**Work order:**
Give back the whole listing word for word and skip each picture.

**The records:**
▼

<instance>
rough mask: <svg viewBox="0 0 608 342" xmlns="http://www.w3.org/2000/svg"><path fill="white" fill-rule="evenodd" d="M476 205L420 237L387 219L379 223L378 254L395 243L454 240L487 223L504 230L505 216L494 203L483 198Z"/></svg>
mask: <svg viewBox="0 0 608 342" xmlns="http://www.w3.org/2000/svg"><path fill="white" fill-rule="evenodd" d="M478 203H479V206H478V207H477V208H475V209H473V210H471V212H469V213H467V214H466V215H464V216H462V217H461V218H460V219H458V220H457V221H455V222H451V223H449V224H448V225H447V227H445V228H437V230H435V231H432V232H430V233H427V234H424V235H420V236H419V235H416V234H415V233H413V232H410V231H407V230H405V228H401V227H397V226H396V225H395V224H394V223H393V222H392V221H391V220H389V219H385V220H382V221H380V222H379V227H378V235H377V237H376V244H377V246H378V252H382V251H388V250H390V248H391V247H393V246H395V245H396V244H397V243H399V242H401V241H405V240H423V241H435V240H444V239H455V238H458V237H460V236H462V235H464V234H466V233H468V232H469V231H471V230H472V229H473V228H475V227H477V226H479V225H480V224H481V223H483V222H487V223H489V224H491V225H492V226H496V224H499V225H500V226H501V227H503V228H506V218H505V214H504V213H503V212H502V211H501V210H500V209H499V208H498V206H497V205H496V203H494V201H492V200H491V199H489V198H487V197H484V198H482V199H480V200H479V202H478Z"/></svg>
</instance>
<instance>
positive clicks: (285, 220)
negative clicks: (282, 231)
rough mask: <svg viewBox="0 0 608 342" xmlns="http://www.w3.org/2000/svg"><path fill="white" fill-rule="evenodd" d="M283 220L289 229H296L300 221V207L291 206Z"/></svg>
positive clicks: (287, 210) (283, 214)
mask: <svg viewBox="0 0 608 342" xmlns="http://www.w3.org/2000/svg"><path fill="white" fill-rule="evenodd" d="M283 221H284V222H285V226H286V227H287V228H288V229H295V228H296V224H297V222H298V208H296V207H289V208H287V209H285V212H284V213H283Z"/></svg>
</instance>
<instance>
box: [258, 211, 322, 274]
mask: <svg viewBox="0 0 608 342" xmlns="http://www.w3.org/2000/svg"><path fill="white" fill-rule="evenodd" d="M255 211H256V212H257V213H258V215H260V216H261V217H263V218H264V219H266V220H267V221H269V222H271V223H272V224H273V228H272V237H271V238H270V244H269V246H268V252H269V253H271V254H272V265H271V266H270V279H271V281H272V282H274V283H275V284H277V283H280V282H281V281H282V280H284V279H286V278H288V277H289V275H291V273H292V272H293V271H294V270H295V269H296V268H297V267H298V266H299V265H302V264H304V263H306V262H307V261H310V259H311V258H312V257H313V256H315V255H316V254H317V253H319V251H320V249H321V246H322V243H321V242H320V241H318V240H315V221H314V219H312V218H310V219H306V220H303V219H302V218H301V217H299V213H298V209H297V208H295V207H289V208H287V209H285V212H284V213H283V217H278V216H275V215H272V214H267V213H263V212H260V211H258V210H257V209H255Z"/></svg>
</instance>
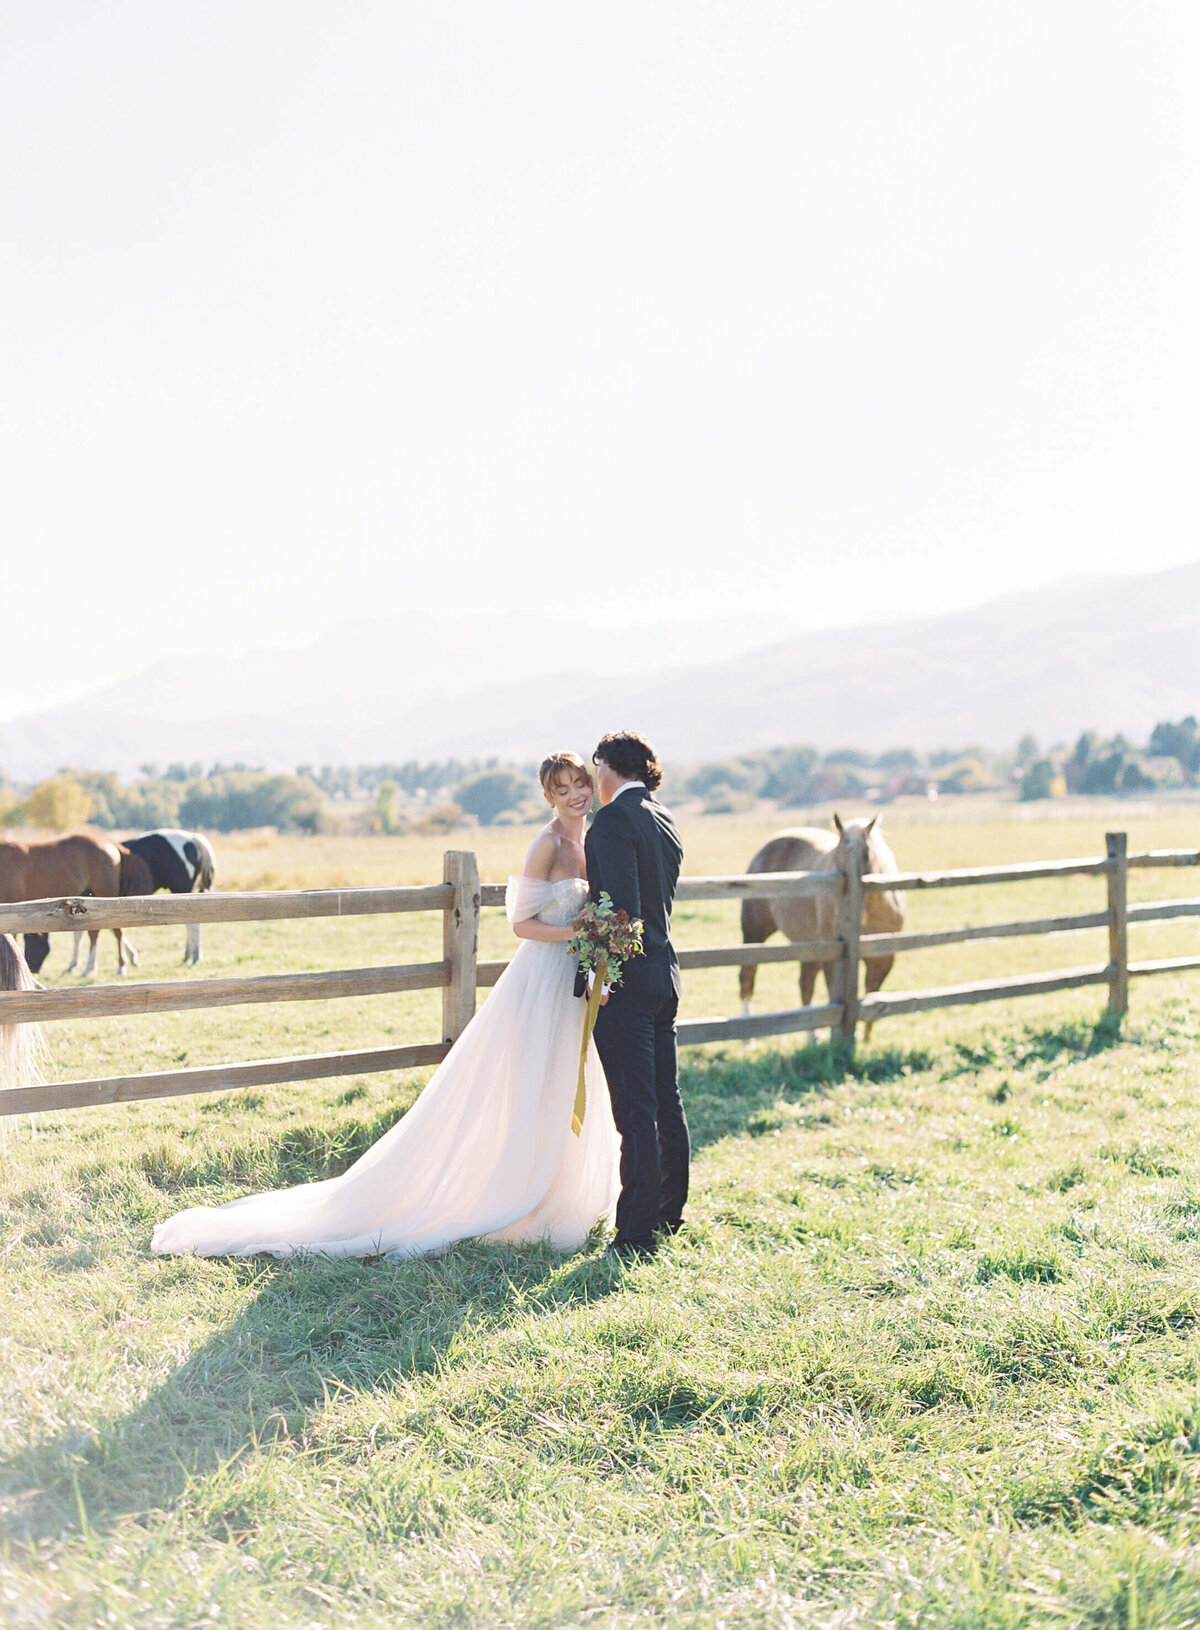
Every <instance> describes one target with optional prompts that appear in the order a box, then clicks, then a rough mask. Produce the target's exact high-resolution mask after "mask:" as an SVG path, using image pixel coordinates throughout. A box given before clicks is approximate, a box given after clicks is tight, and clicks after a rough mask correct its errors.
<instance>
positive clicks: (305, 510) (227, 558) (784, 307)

▲

**Output below:**
<instance>
rough mask: <svg viewBox="0 0 608 342" xmlns="http://www.w3.org/2000/svg"><path fill="white" fill-rule="evenodd" d="M476 205L420 237L387 219L379 223L378 254L395 243L454 240L487 223L504 230L505 216L494 203L483 198Z"/></svg>
mask: <svg viewBox="0 0 608 342" xmlns="http://www.w3.org/2000/svg"><path fill="white" fill-rule="evenodd" d="M478 203H479V206H478V207H477V208H475V209H473V210H471V212H469V213H467V214H466V215H464V216H462V217H461V218H460V219H458V220H457V221H455V222H451V223H449V224H448V225H447V227H445V228H437V230H435V231H432V232H430V233H427V234H424V235H420V236H419V235H416V234H415V233H413V232H410V231H407V230H405V228H401V227H397V226H396V225H395V224H394V223H393V222H392V221H391V220H389V219H385V220H382V221H380V222H379V227H378V235H377V237H376V244H377V246H378V252H382V251H388V250H390V248H391V247H393V246H395V245H396V244H397V243H399V242H401V241H405V240H423V241H435V240H444V239H455V238H458V237H460V236H462V235H464V234H466V233H468V232H469V231H471V230H472V229H473V228H475V227H477V226H479V225H480V224H481V223H483V222H487V223H489V224H491V225H492V226H496V224H499V225H500V226H501V227H503V228H506V218H505V214H504V213H503V212H502V211H501V210H500V209H499V208H498V206H497V205H496V203H494V201H492V200H491V199H489V198H487V197H484V198H482V199H480V200H479V202H478Z"/></svg>
</instance>
<instance>
positive clicks: (285, 220)
negative clicks: (282, 231)
rough mask: <svg viewBox="0 0 608 342" xmlns="http://www.w3.org/2000/svg"><path fill="white" fill-rule="evenodd" d="M283 220L289 229H296L300 221V207L291 206Z"/></svg>
positive clicks: (287, 210) (283, 214)
mask: <svg viewBox="0 0 608 342" xmlns="http://www.w3.org/2000/svg"><path fill="white" fill-rule="evenodd" d="M283 221H284V222H285V226H286V227H287V228H288V229H295V228H296V224H297V222H298V208H296V207H289V208H287V209H285V212H284V213H283Z"/></svg>
</instance>
<instance>
box: [258, 211, 322, 274]
mask: <svg viewBox="0 0 608 342" xmlns="http://www.w3.org/2000/svg"><path fill="white" fill-rule="evenodd" d="M255 211H256V212H257V213H258V215H260V216H261V217H263V218H264V219H266V220H267V221H269V222H271V223H272V224H273V228H272V237H271V238H270V244H269V246H268V252H269V253H271V254H272V265H271V266H270V279H271V281H272V282H274V283H275V284H277V283H280V282H281V281H282V280H284V279H286V278H288V277H289V275H291V273H292V272H293V271H294V270H295V269H296V268H297V267H298V266H299V265H302V264H304V263H306V262H307V261H310V259H311V258H312V257H313V256H315V255H316V254H317V253H319V251H320V249H321V246H322V243H321V242H320V241H318V240H315V221H314V219H312V218H310V219H306V220H303V219H302V218H301V217H299V213H298V209H297V208H295V207H289V208H287V209H285V212H284V213H283V217H278V216H275V215H272V214H267V213H263V212H260V211H258V210H257V209H255Z"/></svg>
</instance>
Every <instance> describes one target with optional prompts that appear in the order a box, then clicks, then a rough mask. Produce the target's exact high-resolution mask after "mask:" as an SVG path, using image pixel coordinates throughout. A box given before clicks is approximate, a box given after clicks is tight, and clicks after a rough mask correct its errors.
<instance>
positive clicks: (305, 510) (227, 558) (784, 307)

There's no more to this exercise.